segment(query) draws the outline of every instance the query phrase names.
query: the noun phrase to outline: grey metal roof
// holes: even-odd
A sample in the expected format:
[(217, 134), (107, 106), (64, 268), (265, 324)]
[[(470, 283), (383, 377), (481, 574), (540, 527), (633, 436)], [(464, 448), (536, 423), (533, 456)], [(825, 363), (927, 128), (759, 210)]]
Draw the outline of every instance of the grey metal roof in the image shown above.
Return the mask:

### AIM OF THE TASK
What this exercise calls for is a precise transcription of the material above.

### EXPECTED ANSWER
segment(query) draws the outline of every instance the query phrase names.
query: the noun phrase to outline: grey metal roof
// holes: even-odd
A sample in the expected format:
[(217, 134), (107, 106), (64, 268), (265, 324)]
[[(470, 283), (383, 377), (481, 574), (540, 527), (633, 436)], [(464, 448), (536, 423), (533, 456)], [(825, 363), (927, 128), (759, 210)]]
Draw the outline of every instance of the grey metal roof in the image shown above.
Return the mask:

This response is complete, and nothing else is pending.